Fransa’da 2. Tur Seçimlerine 1 Hafta Kala

Dünya Milyarderlerinin 30 yıllık bir çalışmasından sonra 2 000 ‘li yıllarda Sosyalizmden esen rüzgarı engelledikten sonra ,emekçileri halkı kontrolü için “Din- Milliyetçilik “güçlü bir ideolojik silah olarak kullanıldı. Gelişmiş kapitalist ülkelerde Irkçılık- Faşizm, geri bıraktırılmış ülkelerde Dinci (İslamist) ve Milliyetçilik-Faşizm olarak hüküm sürdü.

Fransa’da bundan fazlasıyla nasibini aldı. Eski ırkçı faşist partilerin, hareketlerin yanına onlardan daha sistemli ve “ileri” ırkçı faşist partiler sahne aldı. Klasik Le Pen Aile Faşist Partisi “demokrasi çerçevesine” sokulmaya çalışıldı.

Fransa’nın “yeni faşist ideolojisinin” temsilcisi ve örgütleyicisi gurup, yine Le Pen ailesinin en küçük (ve en saldırgan) üyesi Marion Maréchal Le Pen önderliğinde( Geriden gelen ve yeni Pazar kavgasına girdiği için de diğer milyarderlerden daha saldırgan ve pervasız olan) Vincent Bolloré nin beslemesi (ve temsilcisi) Eric Zemmour ile Politik sahneye ve yönetim savaşına girdi.

Gösterilen Kayıtlar:
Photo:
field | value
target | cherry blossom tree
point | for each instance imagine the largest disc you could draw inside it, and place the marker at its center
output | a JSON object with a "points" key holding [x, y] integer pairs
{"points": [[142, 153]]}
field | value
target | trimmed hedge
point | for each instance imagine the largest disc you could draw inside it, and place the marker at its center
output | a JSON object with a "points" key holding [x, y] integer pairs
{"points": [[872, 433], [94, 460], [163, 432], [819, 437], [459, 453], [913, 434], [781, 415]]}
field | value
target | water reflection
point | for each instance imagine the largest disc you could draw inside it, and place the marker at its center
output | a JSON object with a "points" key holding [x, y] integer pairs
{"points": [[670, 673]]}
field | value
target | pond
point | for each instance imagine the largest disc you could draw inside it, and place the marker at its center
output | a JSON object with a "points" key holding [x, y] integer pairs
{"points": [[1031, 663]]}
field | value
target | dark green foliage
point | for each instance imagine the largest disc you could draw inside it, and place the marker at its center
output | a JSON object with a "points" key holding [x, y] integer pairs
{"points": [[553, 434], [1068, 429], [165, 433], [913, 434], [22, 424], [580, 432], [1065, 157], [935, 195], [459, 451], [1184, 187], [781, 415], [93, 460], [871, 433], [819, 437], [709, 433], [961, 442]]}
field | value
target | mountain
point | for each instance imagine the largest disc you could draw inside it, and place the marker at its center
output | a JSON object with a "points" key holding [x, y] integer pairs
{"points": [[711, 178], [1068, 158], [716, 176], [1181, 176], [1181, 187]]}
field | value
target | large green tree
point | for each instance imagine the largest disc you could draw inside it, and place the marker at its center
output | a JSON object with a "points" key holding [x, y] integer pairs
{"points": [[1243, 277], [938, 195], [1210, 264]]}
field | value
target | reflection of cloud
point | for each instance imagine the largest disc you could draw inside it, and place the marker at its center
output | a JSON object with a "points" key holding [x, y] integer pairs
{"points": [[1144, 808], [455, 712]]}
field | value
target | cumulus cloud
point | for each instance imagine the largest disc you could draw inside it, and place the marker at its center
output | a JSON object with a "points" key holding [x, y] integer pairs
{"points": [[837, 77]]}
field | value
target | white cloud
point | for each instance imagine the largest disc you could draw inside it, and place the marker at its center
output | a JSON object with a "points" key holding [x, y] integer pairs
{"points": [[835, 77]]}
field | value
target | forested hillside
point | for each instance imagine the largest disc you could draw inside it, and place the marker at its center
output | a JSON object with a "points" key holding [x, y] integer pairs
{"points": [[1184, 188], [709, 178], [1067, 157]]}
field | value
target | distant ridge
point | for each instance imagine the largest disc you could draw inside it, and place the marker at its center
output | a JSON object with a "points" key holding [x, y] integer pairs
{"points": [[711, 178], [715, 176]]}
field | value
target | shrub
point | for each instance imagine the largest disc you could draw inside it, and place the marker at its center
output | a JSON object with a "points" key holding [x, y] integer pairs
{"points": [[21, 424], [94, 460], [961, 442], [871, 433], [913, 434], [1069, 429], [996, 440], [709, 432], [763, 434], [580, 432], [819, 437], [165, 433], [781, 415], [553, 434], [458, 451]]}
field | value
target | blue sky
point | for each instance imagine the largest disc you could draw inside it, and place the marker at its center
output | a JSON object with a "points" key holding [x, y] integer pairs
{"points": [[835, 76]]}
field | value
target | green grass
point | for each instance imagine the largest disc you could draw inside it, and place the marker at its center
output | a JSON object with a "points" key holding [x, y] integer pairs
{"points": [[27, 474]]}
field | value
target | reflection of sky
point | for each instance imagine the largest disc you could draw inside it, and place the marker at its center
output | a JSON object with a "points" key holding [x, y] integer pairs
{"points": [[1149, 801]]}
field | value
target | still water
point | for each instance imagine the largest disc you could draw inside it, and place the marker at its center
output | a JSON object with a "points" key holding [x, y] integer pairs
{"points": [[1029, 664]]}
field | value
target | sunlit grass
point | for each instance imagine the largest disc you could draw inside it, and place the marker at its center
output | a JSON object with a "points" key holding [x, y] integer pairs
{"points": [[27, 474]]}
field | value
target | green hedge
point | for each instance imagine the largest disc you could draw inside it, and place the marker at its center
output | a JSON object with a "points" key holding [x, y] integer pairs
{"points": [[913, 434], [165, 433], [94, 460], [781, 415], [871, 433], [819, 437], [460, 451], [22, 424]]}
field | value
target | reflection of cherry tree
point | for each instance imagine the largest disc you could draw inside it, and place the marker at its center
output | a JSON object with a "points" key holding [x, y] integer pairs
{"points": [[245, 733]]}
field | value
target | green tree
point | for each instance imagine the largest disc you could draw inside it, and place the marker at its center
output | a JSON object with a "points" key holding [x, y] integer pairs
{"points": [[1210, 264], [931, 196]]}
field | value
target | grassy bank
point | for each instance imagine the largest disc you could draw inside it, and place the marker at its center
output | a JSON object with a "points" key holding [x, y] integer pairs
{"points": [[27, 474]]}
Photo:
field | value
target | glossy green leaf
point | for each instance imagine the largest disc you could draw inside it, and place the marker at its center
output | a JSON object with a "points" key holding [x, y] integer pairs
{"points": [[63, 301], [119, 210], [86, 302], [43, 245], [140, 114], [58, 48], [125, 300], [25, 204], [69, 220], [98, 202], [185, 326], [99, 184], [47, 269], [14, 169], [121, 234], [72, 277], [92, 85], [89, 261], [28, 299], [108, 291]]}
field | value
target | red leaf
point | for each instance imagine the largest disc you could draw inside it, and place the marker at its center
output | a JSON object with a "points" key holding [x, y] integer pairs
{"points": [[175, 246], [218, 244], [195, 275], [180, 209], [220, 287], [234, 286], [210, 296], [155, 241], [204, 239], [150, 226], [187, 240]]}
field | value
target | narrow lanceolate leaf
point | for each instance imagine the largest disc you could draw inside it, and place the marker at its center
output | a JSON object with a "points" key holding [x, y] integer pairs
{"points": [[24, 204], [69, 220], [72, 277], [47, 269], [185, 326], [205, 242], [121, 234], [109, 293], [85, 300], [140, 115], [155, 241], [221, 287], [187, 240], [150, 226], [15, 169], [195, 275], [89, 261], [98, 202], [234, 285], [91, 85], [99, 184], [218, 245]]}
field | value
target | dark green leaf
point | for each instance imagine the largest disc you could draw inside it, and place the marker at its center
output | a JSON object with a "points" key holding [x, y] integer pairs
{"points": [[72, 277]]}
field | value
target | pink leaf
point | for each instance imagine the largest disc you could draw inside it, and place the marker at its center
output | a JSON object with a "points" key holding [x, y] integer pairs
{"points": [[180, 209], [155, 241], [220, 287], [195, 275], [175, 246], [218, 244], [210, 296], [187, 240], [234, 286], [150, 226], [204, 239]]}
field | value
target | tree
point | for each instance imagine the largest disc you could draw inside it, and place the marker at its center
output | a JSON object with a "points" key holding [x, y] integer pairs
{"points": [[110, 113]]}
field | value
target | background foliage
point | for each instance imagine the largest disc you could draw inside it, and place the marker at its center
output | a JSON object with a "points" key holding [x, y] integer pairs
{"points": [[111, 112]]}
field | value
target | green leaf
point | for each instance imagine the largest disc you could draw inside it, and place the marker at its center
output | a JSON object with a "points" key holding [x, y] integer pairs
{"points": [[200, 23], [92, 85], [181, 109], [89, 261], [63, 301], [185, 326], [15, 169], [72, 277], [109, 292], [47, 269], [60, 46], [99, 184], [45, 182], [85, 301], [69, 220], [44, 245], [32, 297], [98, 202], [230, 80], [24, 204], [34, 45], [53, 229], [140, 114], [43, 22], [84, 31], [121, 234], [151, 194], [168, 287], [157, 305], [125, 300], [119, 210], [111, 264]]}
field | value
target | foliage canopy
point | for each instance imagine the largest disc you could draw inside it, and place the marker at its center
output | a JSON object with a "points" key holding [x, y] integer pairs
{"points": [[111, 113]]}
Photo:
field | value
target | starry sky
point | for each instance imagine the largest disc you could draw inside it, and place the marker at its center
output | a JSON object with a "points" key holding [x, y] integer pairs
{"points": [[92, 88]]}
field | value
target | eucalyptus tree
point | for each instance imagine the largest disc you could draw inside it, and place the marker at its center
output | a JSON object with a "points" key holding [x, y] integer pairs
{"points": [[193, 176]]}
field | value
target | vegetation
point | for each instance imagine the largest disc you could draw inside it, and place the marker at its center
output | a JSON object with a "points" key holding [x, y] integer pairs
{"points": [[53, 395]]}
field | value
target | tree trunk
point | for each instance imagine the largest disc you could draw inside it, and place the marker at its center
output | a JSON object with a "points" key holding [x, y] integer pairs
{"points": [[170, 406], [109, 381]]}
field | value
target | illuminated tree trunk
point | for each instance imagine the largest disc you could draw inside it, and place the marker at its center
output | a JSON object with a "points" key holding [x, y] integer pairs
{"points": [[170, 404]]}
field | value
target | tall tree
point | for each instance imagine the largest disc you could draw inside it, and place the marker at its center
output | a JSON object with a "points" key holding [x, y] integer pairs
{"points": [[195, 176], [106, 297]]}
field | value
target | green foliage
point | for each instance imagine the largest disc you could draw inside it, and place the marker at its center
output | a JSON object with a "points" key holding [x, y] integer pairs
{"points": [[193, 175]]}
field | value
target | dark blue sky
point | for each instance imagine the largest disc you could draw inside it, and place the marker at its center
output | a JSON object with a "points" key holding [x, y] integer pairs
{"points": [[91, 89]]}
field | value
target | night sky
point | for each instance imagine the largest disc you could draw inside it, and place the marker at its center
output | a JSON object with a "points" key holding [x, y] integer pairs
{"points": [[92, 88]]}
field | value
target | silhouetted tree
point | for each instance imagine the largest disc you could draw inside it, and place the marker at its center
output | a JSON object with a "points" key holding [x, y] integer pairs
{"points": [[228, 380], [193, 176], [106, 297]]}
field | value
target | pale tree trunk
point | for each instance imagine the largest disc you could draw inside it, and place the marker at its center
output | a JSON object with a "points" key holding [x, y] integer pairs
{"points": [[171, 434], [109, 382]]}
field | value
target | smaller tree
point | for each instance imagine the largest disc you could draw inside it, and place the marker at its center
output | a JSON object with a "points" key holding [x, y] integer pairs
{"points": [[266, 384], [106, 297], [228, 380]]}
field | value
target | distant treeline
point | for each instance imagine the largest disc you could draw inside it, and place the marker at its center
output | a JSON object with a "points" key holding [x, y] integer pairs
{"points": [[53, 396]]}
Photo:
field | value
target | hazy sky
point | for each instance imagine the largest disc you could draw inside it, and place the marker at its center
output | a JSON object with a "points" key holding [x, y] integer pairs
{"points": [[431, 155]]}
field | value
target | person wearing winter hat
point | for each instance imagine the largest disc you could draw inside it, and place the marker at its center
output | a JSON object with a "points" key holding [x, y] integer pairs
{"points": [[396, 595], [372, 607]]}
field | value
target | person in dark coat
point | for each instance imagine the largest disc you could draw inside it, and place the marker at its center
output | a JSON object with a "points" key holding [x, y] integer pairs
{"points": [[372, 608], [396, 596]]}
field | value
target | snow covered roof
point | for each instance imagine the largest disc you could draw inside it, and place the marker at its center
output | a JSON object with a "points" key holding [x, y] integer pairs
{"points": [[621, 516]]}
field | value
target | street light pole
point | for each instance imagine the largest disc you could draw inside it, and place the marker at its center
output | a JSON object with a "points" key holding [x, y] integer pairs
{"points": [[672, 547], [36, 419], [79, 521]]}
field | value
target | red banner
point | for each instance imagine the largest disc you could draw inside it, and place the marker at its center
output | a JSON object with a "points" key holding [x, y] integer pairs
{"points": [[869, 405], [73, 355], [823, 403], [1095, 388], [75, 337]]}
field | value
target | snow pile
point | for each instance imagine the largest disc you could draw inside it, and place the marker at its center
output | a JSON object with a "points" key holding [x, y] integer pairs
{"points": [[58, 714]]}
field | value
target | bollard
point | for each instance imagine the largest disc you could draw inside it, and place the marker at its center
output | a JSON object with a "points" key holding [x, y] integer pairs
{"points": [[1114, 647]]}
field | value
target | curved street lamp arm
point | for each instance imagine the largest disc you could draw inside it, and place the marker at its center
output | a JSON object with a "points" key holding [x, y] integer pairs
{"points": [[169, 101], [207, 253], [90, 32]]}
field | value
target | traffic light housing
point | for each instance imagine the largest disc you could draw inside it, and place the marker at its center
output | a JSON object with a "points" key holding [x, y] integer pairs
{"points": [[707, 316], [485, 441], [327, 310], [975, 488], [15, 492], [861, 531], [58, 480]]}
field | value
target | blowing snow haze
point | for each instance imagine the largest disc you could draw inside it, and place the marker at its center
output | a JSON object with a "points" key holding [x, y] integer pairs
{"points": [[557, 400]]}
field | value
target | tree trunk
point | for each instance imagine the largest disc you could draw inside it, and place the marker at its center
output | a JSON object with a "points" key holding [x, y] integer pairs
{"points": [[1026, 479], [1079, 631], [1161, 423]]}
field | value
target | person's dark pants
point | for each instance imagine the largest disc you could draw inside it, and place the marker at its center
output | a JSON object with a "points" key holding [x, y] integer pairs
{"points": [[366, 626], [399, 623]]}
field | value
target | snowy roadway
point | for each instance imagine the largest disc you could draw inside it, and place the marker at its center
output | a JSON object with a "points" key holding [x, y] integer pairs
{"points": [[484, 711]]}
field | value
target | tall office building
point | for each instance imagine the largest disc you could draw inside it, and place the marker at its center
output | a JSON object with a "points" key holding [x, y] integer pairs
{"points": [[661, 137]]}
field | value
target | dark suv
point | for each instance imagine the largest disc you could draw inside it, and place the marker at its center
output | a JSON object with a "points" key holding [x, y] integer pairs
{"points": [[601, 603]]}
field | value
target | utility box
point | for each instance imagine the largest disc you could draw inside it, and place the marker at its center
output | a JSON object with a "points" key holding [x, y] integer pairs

Hedef: Fransa'daki ikinci tur seçimlerine ilişkin metinden "Fransa’da bundan fazlasıyla" ifadesi ile "yönetim savaşına girdi." ifadesi arasındaki bölümü, her iki ifade de dahil olmak üzere, hiçbir değişiklik yapmadan alıntılayınız. Bu kayıtlara başvurmanız gerekmemektedir.

Doğru Yanıt:
Fransa’da bundan fazlasıyla nasibini aldı. Eski ırkçı faşist partilerin, hareketlerin yanına onlardan daha sistemli ve “ileri” ırkçı faşist partiler sahne aldı. Klasik Le Pen Aile Faşist Partisi “demokrasi çerçevesine” sokulmaya çalışıldı.

Fransa’nın “yeni faşist ideolojisinin” temsilcisi ve örgütleyicisi gurup, yine Le Pen ailesinin en küçük (ve en saldırgan) üyesi Marion Maréchal Le Pen önderliğinde( Geriden gelen ve yeni Pazar kavgasına girdiği için de diğer milyarderlerden daha saldırgan ve pervasız olan) Vincent Bolloré nin beslemesi (ve temsilcisi) Eric Zemmour ile Politik sahneye ve yönetim savaşına girdi.